**JOB:**
Will you write out, word for word, every line from the one with "Guideline: the keypoint for each instance of the buoy" to the final line of the data below, with the pictures left out?

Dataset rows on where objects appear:
──────────

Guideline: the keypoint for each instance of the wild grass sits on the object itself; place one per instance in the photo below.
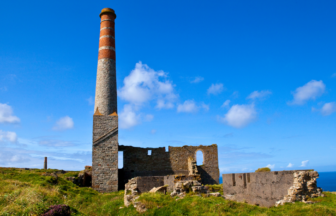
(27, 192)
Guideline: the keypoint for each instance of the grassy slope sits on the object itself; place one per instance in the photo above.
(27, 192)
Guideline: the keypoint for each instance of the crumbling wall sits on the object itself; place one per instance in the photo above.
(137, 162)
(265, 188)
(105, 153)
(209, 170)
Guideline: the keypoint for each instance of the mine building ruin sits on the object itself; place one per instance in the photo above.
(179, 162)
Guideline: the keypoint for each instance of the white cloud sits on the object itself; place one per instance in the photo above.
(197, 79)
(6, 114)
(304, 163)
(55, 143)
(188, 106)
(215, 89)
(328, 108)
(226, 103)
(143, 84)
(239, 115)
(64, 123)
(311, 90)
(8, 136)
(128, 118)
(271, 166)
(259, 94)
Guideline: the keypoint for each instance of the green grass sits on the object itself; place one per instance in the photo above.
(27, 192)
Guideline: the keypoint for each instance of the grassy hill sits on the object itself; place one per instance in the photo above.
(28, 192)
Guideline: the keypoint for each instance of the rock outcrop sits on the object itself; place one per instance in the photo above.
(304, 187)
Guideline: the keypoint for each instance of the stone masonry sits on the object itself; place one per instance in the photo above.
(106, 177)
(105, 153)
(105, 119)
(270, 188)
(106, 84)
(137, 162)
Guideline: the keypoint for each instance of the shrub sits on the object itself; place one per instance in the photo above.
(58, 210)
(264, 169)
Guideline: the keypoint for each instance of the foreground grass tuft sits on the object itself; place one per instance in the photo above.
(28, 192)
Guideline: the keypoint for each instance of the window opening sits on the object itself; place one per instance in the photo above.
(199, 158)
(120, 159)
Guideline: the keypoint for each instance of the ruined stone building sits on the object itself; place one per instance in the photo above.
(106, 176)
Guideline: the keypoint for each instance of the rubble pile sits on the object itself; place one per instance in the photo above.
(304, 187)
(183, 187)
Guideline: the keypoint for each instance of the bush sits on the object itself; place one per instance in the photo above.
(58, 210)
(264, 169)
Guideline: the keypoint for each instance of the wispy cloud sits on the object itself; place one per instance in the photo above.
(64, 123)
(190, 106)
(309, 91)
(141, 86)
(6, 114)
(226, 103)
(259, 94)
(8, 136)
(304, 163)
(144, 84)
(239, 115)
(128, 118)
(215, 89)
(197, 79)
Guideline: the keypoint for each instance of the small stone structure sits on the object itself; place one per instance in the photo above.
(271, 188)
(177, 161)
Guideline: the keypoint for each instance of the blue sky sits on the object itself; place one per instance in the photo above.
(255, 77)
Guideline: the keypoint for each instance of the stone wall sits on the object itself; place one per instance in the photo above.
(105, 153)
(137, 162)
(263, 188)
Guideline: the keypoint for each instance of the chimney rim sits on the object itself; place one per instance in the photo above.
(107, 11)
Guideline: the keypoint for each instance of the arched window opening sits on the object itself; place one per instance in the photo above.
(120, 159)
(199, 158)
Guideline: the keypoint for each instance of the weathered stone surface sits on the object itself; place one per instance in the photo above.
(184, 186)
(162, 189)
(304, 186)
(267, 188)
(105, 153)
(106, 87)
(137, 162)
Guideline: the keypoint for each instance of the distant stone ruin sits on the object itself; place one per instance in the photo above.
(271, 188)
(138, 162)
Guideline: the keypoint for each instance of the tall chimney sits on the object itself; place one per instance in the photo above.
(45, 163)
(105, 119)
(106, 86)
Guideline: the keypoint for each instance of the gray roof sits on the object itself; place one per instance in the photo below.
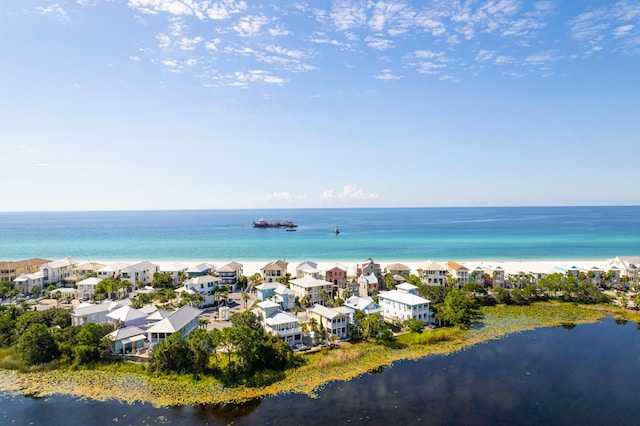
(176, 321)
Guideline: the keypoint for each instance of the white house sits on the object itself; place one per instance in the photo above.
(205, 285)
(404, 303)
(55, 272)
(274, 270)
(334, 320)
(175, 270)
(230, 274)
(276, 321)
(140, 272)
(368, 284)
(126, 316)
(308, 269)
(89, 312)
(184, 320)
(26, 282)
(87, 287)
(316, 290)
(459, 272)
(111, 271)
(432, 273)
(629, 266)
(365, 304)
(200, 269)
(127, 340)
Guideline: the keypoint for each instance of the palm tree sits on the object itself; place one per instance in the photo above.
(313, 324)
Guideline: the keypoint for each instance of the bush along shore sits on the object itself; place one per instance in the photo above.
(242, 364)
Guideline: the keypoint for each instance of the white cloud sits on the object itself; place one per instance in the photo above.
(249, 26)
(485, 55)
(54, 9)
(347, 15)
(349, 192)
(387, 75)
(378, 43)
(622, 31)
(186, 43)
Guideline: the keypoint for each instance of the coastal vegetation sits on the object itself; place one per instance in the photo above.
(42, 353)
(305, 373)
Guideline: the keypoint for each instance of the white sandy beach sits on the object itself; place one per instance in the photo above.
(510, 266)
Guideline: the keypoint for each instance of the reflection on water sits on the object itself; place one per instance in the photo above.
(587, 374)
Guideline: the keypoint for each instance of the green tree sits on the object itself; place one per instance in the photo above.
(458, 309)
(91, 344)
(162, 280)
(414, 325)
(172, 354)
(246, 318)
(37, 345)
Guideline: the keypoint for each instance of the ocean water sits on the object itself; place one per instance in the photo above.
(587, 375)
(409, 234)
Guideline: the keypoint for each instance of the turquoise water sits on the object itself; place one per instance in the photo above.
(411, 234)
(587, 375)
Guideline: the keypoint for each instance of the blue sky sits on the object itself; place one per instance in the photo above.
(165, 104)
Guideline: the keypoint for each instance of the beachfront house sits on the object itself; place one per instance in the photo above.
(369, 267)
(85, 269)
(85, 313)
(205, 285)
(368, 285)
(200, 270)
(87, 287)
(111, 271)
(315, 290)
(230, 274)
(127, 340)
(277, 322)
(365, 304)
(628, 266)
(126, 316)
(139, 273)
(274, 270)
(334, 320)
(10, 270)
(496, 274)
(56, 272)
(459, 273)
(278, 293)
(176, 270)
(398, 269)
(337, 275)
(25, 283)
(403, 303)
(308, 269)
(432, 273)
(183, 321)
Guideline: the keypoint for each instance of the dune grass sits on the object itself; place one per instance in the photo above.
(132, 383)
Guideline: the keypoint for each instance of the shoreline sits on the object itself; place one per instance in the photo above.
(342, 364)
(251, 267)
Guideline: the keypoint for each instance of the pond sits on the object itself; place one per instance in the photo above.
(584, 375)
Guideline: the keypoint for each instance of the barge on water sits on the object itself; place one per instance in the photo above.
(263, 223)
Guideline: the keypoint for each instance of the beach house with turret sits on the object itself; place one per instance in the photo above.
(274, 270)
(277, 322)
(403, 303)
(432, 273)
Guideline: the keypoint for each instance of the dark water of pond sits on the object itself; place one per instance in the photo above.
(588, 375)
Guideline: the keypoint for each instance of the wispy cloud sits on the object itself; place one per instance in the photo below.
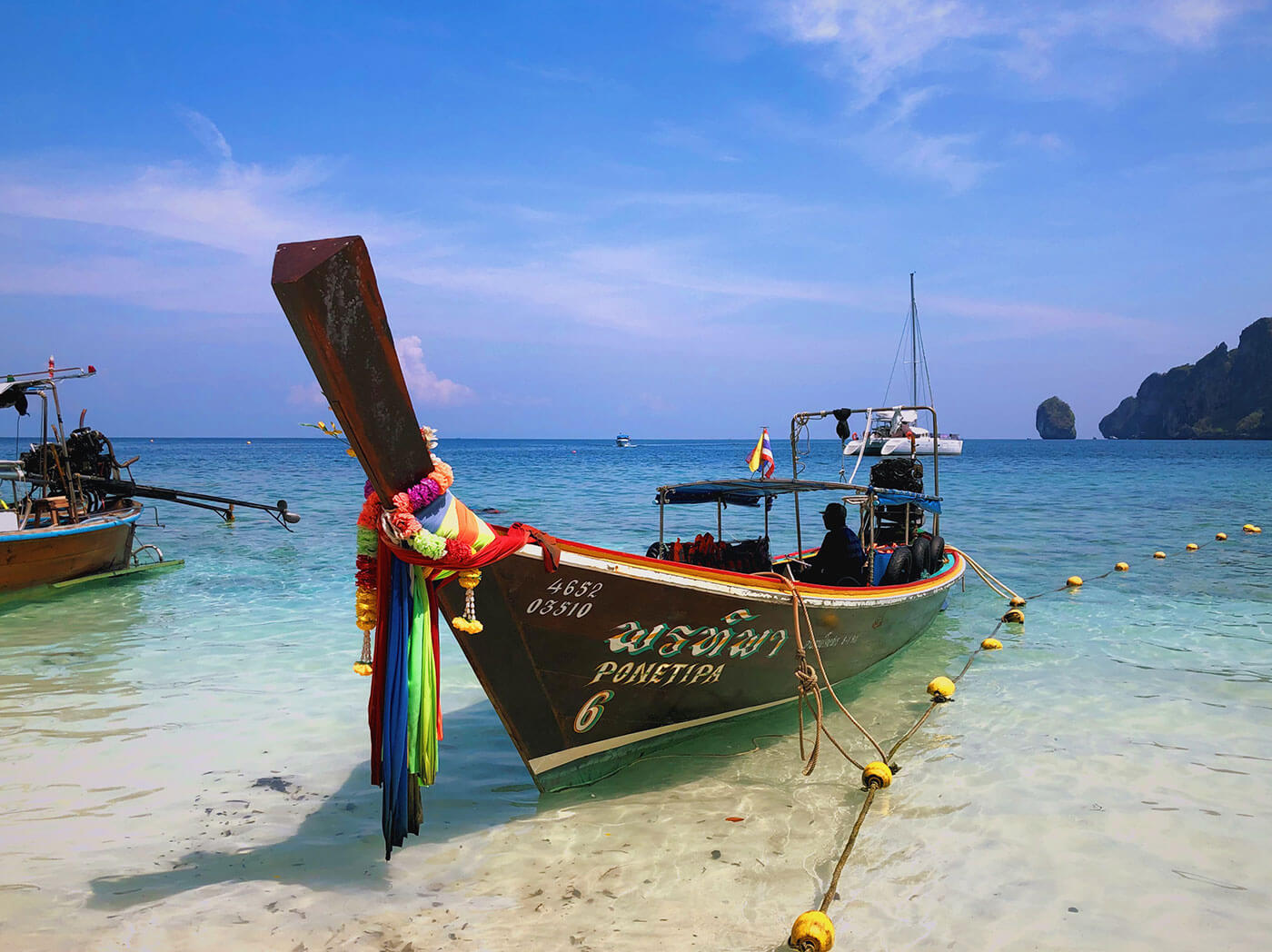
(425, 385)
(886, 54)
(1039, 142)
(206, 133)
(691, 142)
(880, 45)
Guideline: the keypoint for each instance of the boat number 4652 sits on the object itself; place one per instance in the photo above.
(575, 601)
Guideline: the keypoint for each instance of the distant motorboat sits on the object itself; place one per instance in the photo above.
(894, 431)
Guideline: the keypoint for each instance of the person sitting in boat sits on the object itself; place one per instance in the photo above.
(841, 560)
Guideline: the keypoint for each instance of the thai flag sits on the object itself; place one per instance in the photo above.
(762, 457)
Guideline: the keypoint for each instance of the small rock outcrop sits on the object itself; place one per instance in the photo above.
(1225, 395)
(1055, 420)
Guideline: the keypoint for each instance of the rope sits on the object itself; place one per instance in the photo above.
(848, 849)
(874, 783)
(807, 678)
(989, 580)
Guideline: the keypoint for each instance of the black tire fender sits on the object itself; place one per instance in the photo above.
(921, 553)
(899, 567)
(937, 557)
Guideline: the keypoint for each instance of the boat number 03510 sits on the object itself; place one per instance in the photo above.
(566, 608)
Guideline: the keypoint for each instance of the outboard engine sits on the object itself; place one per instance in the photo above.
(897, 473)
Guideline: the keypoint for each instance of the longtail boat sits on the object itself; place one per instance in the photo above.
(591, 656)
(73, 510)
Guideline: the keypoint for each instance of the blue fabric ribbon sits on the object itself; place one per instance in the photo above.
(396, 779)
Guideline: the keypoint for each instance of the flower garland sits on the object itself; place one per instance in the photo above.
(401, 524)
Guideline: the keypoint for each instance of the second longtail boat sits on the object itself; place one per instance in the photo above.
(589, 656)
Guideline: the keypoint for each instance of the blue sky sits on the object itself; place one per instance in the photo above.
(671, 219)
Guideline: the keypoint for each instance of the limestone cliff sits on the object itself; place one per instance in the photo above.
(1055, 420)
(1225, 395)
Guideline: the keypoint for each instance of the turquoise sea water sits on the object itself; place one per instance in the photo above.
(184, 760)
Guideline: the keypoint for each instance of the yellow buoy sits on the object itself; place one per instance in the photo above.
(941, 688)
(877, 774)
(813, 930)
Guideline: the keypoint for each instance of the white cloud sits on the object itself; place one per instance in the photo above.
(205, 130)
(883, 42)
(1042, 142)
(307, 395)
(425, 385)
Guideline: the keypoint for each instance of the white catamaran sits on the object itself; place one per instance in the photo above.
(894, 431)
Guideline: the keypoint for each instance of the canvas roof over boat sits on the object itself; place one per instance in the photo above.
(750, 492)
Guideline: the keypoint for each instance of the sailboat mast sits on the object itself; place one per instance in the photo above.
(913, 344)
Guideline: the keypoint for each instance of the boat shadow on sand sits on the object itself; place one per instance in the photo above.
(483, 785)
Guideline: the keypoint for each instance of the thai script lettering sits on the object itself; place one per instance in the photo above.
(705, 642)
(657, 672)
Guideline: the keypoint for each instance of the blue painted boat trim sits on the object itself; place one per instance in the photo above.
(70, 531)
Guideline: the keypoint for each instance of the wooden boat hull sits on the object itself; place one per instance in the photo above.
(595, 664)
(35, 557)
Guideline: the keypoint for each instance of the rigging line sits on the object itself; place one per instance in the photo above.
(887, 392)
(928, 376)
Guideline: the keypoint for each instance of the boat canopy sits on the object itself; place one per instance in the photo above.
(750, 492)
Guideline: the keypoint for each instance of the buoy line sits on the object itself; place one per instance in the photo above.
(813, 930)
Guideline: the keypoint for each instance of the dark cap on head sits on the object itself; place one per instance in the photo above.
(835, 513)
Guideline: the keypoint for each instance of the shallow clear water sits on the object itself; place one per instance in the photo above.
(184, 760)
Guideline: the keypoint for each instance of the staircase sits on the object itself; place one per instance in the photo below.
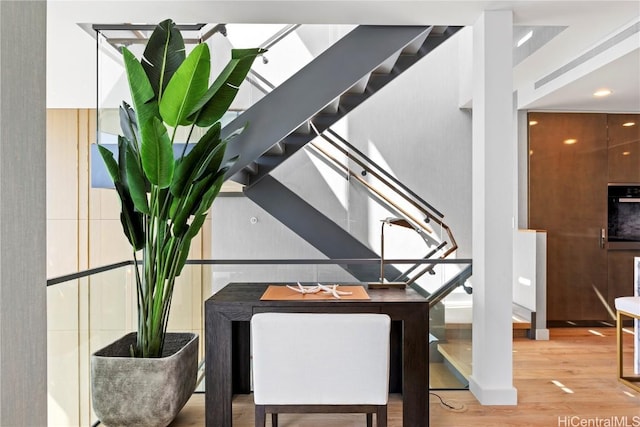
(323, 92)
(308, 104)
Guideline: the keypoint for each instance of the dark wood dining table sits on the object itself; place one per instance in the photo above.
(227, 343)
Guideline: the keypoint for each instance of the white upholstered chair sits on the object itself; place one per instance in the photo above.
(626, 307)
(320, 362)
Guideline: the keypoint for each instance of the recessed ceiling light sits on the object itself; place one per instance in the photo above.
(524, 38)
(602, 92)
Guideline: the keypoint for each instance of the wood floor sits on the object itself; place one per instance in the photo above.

──────────

**CORRECT RESULT:**
Guideline: the keypoint for each instance of the buoy line sits on the object itself; place one per instance in the photo above.
(813, 930)
Guideline: the keypoint for each instance of the dark cap on head sits on the object itself; place one per instance in the photo above.
(835, 513)
Guideline: the keypoint for each instance of the shallow clear water sits on the object itself; place one per instance in the photo above.
(184, 760)
Guideline: the keypoint for each instance of the staircase sits on the object itself; place one per instance in the photo below.
(323, 92)
(308, 104)
Guideline: the keypoint for each instance of the dark wood dining table sits on the object itself; place one per instance in the photo above.
(227, 343)
Guideline: the keypoint for each instance of the white upholstered chair sits on the object itself; place one per instance in the photo above.
(626, 307)
(320, 362)
Guideline: the keypoint for each instance of the recessed ceiling light sits on the object itself; place one per instance in the photo above.
(524, 38)
(602, 92)
Guideline: the keypoint for each instance of the wood floor sits on the object itself; place one per instance in the photo above.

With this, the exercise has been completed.